%%
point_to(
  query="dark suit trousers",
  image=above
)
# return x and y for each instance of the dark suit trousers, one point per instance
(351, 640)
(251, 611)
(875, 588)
%%
• _INSTRUCTIONS FOR THE TASK_: Reproduce the listing above line by line, requests included, but scale every x and y coordinate in the answers by 0.75 and round each result to the nearest whole number, with halves rounded up.

• _FINISHED TASK_:
point_to(
  query="dark suit trousers",
  image=above
)
# return x and y for each instance of the dark suit trousers, one point per instance
(263, 480)
(188, 458)
(656, 441)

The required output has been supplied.